Task to complete:
Transcribe the whole listing exactly, but do not carry over its pictures.
Supplied material: Begin
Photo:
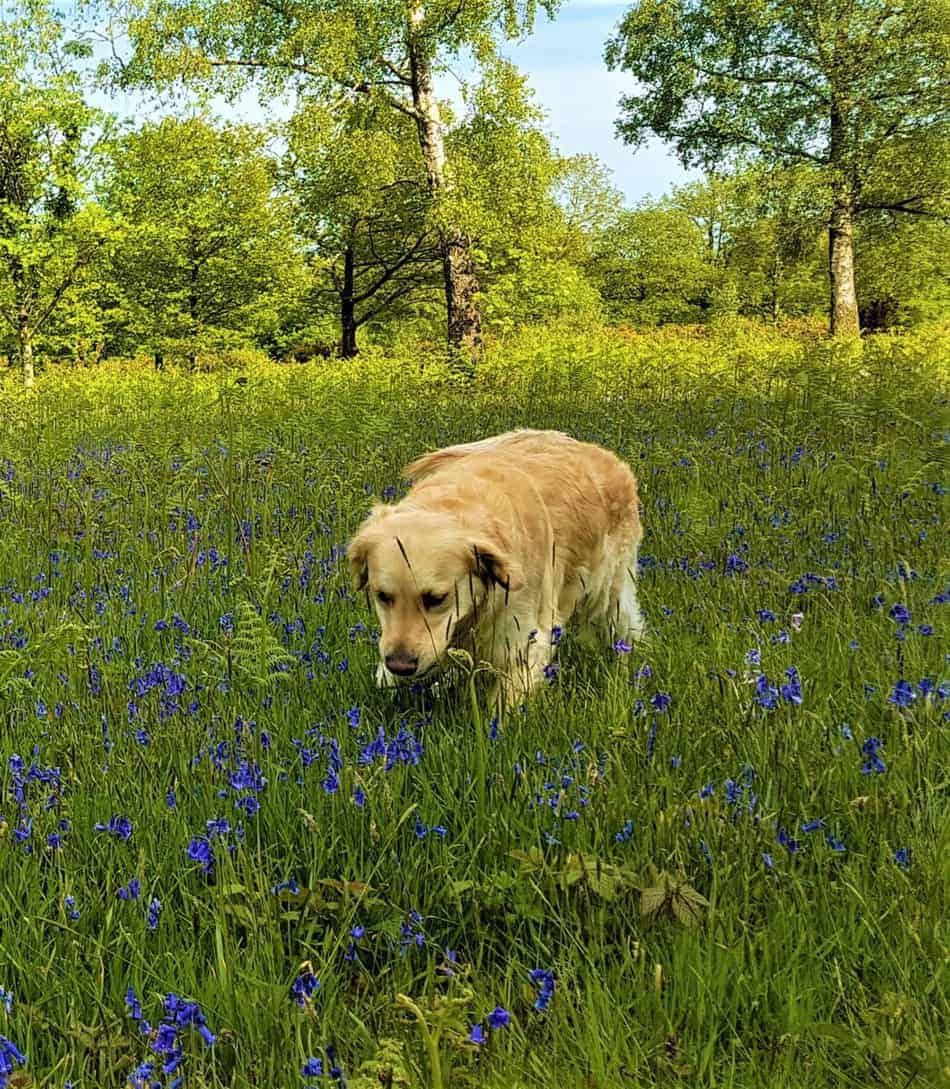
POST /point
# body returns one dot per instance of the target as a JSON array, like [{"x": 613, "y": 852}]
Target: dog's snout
[{"x": 402, "y": 664}]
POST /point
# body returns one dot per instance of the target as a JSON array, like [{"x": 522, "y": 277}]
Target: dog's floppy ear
[{"x": 494, "y": 562}]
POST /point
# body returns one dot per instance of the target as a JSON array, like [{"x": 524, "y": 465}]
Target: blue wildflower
[
  {"x": 120, "y": 827},
  {"x": 903, "y": 694},
  {"x": 874, "y": 765},
  {"x": 545, "y": 979},
  {"x": 792, "y": 690},
  {"x": 498, "y": 1018}
]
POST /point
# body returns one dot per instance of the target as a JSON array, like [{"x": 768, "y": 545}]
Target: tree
[
  {"x": 508, "y": 183},
  {"x": 363, "y": 205},
  {"x": 653, "y": 267},
  {"x": 342, "y": 49},
  {"x": 839, "y": 84},
  {"x": 207, "y": 255},
  {"x": 49, "y": 240}
]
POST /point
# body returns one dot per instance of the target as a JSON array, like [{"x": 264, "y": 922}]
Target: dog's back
[{"x": 587, "y": 491}]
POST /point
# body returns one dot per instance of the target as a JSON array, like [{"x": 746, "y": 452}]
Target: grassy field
[{"x": 720, "y": 859}]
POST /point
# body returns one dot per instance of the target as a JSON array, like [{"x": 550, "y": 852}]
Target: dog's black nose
[{"x": 402, "y": 664}]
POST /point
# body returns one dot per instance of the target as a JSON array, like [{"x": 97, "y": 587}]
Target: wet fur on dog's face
[{"x": 427, "y": 576}]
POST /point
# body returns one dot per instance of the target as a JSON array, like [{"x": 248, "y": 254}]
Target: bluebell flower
[
  {"x": 545, "y": 980},
  {"x": 120, "y": 827},
  {"x": 129, "y": 892},
  {"x": 786, "y": 841},
  {"x": 498, "y": 1018},
  {"x": 766, "y": 695},
  {"x": 792, "y": 690},
  {"x": 903, "y": 694},
  {"x": 199, "y": 851},
  {"x": 10, "y": 1057},
  {"x": 874, "y": 765}
]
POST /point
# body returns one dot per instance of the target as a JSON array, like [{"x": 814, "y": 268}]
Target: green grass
[{"x": 763, "y": 461}]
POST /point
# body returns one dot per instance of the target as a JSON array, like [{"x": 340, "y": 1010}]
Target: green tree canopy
[
  {"x": 844, "y": 85},
  {"x": 207, "y": 256},
  {"x": 50, "y": 235}
]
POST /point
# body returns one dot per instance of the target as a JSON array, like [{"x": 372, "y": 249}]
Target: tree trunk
[
  {"x": 193, "y": 301},
  {"x": 844, "y": 320},
  {"x": 843, "y": 304},
  {"x": 24, "y": 338},
  {"x": 775, "y": 276},
  {"x": 464, "y": 325},
  {"x": 348, "y": 308}
]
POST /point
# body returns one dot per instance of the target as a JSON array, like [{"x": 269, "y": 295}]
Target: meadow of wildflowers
[{"x": 716, "y": 858}]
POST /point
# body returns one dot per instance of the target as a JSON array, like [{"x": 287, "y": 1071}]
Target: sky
[{"x": 564, "y": 62}]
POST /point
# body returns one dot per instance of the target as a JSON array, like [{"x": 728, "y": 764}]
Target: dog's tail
[{"x": 428, "y": 463}]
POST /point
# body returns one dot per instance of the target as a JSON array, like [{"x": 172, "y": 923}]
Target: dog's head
Supplied material: End
Task result:
Photo:
POST /point
# body returns one dot per instance of the target as a JSON array, like [{"x": 613, "y": 852}]
Target: dog's snout
[{"x": 402, "y": 664}]
POST /point
# body returns one dot per instance of the target as a JSON array, like [{"x": 522, "y": 277}]
Target: dog's floppy ear
[{"x": 494, "y": 562}]
POST /point
# body returns one dot per instance of the target as a JSON array, like [{"x": 524, "y": 465}]
Target: blue wildflower
[
  {"x": 120, "y": 827},
  {"x": 903, "y": 694},
  {"x": 874, "y": 765},
  {"x": 545, "y": 979},
  {"x": 792, "y": 690},
  {"x": 498, "y": 1018}
]
POST /point
# body returns one dot per instance of the target as a JSON array, like [{"x": 768, "y": 545}]
Target: tree
[
  {"x": 508, "y": 183},
  {"x": 363, "y": 205},
  {"x": 653, "y": 267},
  {"x": 342, "y": 49},
  {"x": 839, "y": 84},
  {"x": 207, "y": 255},
  {"x": 49, "y": 240}
]
POST /point
# body returns one dot per instance of the target as a JSON array, like [{"x": 264, "y": 922}]
Target: dog's back
[{"x": 587, "y": 491}]
POST /point
# body returns one dot per instance of the target as a JSON array, like [{"x": 746, "y": 452}]
Target: grassy field
[{"x": 720, "y": 859}]
POST /point
# body returns one dot per instance of the target as a JSON array, like [{"x": 550, "y": 852}]
Target: dog's black nose
[{"x": 402, "y": 664}]
POST /point
# body returns one dot per instance of the target as a JSON array, like [{"x": 97, "y": 587}]
Target: wet fur on dog's face
[{"x": 427, "y": 576}]
POST /point
# body returns one dot per instance of the target as a JSON array, like [{"x": 248, "y": 254}]
Target: bluebell flower
[
  {"x": 545, "y": 980},
  {"x": 120, "y": 827},
  {"x": 129, "y": 892},
  {"x": 786, "y": 841},
  {"x": 498, "y": 1018},
  {"x": 766, "y": 695},
  {"x": 792, "y": 690},
  {"x": 903, "y": 694},
  {"x": 199, "y": 851},
  {"x": 10, "y": 1057},
  {"x": 874, "y": 765}
]
POST /point
# body returns one dot per instance of the target as a JSON array, like [{"x": 814, "y": 268}]
Target: green grass
[{"x": 763, "y": 461}]
POST /point
# body returns one dot per instance of the target as a JSON array, like [{"x": 340, "y": 1010}]
Target: green tree canopy
[
  {"x": 844, "y": 85},
  {"x": 207, "y": 256},
  {"x": 50, "y": 235}
]
POST /point
# body returns one dot per instance of the target as a JSON array, like [{"x": 372, "y": 249}]
Target: tree trunk
[
  {"x": 193, "y": 301},
  {"x": 844, "y": 320},
  {"x": 843, "y": 304},
  {"x": 24, "y": 338},
  {"x": 775, "y": 276},
  {"x": 464, "y": 325},
  {"x": 348, "y": 308}
]
POST /point
# body returns one dot per instance of the target as a JSON array, like [{"x": 269, "y": 295}]
Target: meadow of wildflowers
[{"x": 716, "y": 858}]
POST /point
# body returns one dot per instance of the target as a JSON array, like [{"x": 287, "y": 1071}]
Target: sky
[{"x": 564, "y": 62}]
POST /point
# body returns one dot per instance of the target as a JSON array, like [{"x": 728, "y": 764}]
Target: dog's tail
[{"x": 428, "y": 463}]
POST /point
# body returns one dot per instance of the target as a JSON array, like [{"x": 172, "y": 923}]
Target: dog's head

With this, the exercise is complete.